§ **Given problem**
Pick out every line in the listing below that contains the word "arched", and copy each one in full. Case counts.
-.-.-
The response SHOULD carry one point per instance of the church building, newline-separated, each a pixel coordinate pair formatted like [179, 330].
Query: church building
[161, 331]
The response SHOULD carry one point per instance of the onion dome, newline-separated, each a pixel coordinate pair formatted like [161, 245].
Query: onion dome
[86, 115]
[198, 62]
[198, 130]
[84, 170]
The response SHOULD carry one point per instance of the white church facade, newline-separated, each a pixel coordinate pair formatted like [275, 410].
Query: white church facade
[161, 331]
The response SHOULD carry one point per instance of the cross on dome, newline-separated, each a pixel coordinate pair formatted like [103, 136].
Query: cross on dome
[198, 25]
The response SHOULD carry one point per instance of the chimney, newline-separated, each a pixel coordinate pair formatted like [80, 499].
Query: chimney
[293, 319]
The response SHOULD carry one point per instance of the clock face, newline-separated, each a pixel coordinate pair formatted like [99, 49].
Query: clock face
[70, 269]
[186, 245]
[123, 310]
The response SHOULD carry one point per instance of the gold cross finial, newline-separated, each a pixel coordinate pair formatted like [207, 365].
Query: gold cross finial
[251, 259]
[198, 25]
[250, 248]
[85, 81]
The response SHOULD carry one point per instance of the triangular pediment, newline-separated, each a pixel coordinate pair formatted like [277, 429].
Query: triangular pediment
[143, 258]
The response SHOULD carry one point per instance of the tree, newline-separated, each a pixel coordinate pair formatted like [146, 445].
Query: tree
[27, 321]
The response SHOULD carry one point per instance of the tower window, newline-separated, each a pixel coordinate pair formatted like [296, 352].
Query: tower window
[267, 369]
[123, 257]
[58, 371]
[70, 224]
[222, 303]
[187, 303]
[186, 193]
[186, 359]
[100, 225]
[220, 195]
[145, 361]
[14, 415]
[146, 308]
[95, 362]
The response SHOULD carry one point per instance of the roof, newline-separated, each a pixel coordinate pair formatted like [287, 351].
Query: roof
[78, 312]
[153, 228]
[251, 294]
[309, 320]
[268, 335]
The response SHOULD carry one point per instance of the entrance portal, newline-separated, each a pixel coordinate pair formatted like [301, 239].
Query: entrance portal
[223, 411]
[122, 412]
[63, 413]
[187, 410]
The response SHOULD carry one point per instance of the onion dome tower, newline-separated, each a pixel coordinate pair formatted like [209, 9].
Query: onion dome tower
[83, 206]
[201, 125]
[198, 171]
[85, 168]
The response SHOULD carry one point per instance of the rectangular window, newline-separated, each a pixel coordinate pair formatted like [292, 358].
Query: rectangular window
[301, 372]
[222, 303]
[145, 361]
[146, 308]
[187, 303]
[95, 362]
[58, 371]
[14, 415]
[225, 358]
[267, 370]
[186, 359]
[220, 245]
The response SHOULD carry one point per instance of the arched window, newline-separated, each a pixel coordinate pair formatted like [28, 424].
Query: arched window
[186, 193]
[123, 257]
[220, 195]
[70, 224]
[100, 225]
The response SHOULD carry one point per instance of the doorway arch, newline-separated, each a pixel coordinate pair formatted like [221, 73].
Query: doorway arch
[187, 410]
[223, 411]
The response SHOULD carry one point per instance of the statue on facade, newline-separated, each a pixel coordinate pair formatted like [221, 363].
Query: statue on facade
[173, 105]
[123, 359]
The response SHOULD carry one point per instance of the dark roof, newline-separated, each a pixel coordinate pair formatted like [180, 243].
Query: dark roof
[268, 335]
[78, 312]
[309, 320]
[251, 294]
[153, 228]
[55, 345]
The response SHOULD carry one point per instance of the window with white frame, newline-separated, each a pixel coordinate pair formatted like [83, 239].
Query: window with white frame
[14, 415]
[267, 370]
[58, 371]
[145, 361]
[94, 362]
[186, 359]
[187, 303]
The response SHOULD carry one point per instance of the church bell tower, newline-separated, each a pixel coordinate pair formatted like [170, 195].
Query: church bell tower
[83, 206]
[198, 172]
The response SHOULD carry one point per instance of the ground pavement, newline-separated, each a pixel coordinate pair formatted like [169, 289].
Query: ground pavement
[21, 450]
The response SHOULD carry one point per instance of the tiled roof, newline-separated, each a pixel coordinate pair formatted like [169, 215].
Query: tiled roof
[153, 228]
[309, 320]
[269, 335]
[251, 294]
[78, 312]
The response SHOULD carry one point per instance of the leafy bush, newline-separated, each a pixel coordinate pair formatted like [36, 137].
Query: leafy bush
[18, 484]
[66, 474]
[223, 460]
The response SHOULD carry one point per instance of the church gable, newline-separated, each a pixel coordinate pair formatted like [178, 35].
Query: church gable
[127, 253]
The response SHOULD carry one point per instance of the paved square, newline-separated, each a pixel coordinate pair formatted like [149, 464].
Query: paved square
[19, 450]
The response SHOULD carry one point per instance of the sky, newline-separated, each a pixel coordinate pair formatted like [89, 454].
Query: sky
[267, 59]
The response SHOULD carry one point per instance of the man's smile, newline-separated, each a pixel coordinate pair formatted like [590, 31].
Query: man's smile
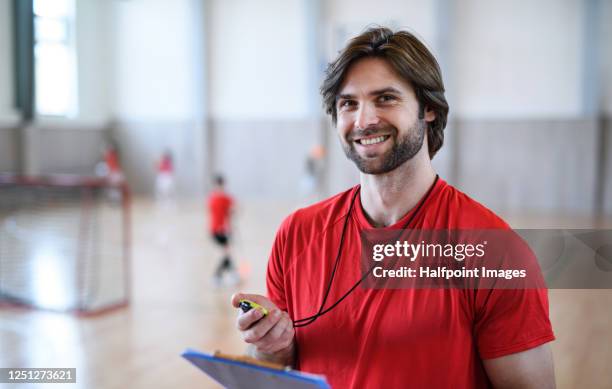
-.-.-
§ **Task result**
The response SHOULD carry one point per instance of the arched window, newline-separated, each a pixel coordinate pair formatted like [28, 424].
Query: arched window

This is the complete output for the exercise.